***** RECORDS

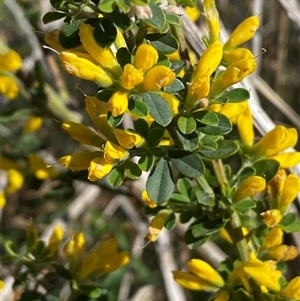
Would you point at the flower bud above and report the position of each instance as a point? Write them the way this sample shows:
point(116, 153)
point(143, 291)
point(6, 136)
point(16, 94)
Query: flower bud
point(145, 57)
point(117, 104)
point(131, 77)
point(243, 32)
point(104, 57)
point(85, 69)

**********

TASK DIRECTIONS -
Reproduce every line of the items, requests included, but scale each point coordinate in the answers by 0.4 and round to the nearest whole number, with halves going up. Omit the pictures from your answer.

THE SOLUTION -
Would you point at the flower bud above and report the position of each instance as a point? Write them the way this sample shows:
point(116, 153)
point(143, 291)
point(6, 136)
point(16, 94)
Query: flower bud
point(58, 23)
point(47, 42)
point(52, 31)
point(97, 13)
point(42, 23)
point(34, 28)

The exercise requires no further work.